AIM OF THE EXERCISE
Continue the article about Felice Longoni's Civil Protection volunteer team from the point where it stops.
EXCERPT PROVIDED section start
Prysmian Group Power Link donates uniforms for a crew of emergency first responders

Prysmian Group Power Link donates uniforms for a crew of emergency first responders

 Felice Longoni (Group Quality) leads a team of 14 Civil Protection volunteers who helped their town get through the outbreak of Covid-19


Sometimes it’s the small things that can matter most. For Prysmian Group’s Felice Longoni, who lives in Cernusco Lombardone, a small town between Milan and Lake Como, one of the sights that troubled him most when Covid-19 pandemic broke out last spring was the town’s cemetery.

“As an Alpini Group leader, I asked the mayor if we could get involved,” recalls Longoni.

Felice Longoni

Quality Supplier

“Every time I went by, it made me feel so bad, because no one could take care of it,” he recalls. “The flowers were rotting in the water, and the grass was growing too high. Some of the tombs were poorly maintained. So I asked the mayor if we could get involved.”

 

As a volunteer at Italy’s Civil Protection Department, Longoni has 32 years of experience in handling emergencies far worse than unkept lawns. When disaster strikes, volunteers from some 5,000 organizations support Italy’s Civil Protection by working side by side with other first responders. These volunteers dug through the rubble of the 2009 earthquake in the Abruzzo; handled crowd control at Pope John Paul II’s funeral; and assisted the homeless after Hurricane Katrina.

 

During Covid-19, their triangle logo was a familiar sight on jackets in vaccine centers across the country.

Sadly, when Covid-19 broke out in 2020, the Civil Protection team in Cernusco Lombardone was just two people, and one of them was Longoni. He recruited 14 people in the early months of the pandemic who worked together to clean up the cemetery after work. They had it ready for Easter. The experience was so positive that they decided to form a new team.
EXCERPT PROVIDED section end
SUPPLIED ENTRIES section start
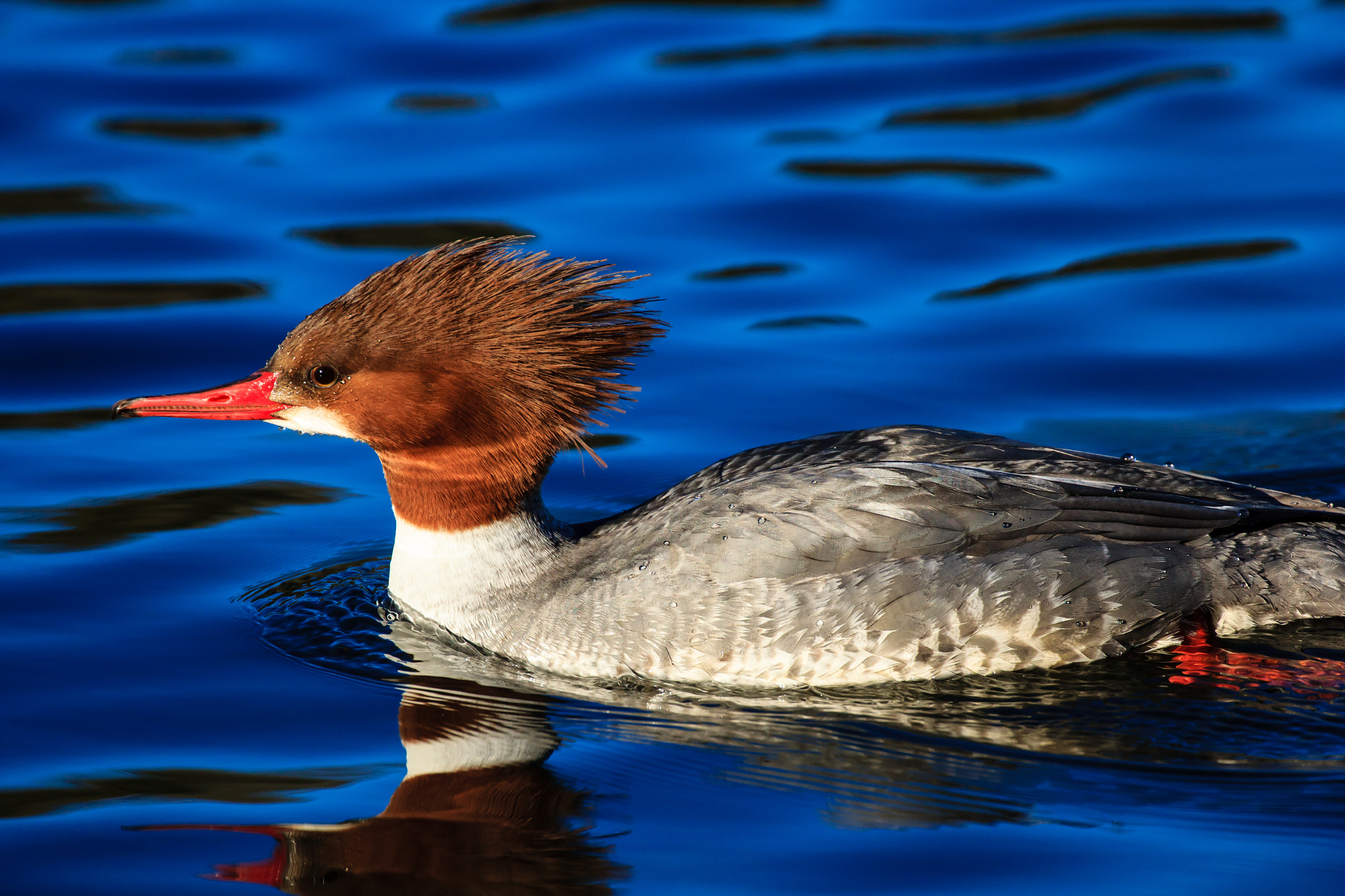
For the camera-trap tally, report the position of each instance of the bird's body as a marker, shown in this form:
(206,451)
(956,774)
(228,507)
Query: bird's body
SUPPLIED ENTRIES section end
SUPPLIED ENTRIES section start
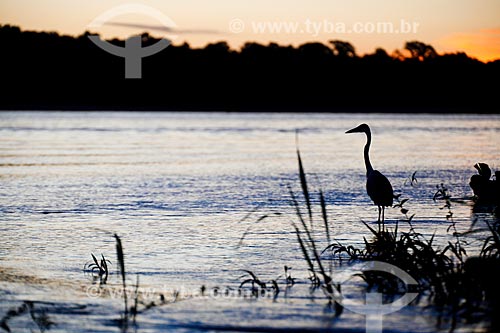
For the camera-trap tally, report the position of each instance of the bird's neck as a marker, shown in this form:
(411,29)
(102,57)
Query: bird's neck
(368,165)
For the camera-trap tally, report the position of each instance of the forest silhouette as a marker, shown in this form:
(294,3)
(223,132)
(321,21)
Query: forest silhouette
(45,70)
SUPPLIED ENTRIES section end
TASK RESPONSE
Over a year later, on June 27, Longoni and his team of 14 finally celebrated their inauguration, outfitted with yellow and blue uniforms donated by Prysmian Group bearing the Powerlink logo. Each volunteer was supplied with a windbreaker, insulated vest, shirt, pants, turtleneck, and beret. The €5,000 donation is part of Prysmian Group’s commitment to contributing to the communities where it does business. These Civil Protection teams serve the local community first and foremost, as well as pitch in for national and international disasters.

“The cost can run up to €450 each, and not everyone can afford it,” he explains. “If I didn’t get this funding from Prysmian, I would not have had the money to equip my team. Many Civil Protection squads get financed by the state. But many, like ours, are self-financed.”

Longoni’s first experience with a disaster was in 1985, when a massive mudslide killed 268 people in the Stava River valley in Trentino. He was one of the 4,000 Alpini, the Italian Army’s specialist mountain infantry, who participated in the rescue effort. He arrived in a helicopter two hours after the disaster, and it haunts him still.

“It was really devastating,” he says. “The veterans of the rescue effort were only able to get back in touch with one another 30 years later, and we all said we had the same feeling. We didn’t want to remember that event.”

Longoni joined Civil Protection in 1989, and retrained again in 2009 through the National Alpini Association, which supports the Civil Protection Department with many volunteers who have the same aim of helping people in exceptional situations.

He was recruited into a specialist telecommunications squad given his experience at Pirelli Cavi and later at Prysmian Group. He has been sent to help out in many areas, such during as the most recent earthquakes in central Italy in 2016 and 2017.

As for the Cernusco Lombardone team -- which is part of the Alessandro Merlini nucleus of the National Association of Alpini - Lecco Section -- after an intense experience at the Alpini field hospital in Bergamo during the second Covid-19 pandemic epidemic, things have started to calm down. One of their most recent tasks was to protect people during the weekend mass with other members of the Alpini Group.

The team’s big project is to create a specialist group dedicated to using drones for surveillance. These flying robots equipped with heat-seeking cameras could be useful for finding dispersed persons, or dealing with evacuations, Longoni explains.

“It’s still not yet recognized at a national level, but I’m working to get permission,” he says.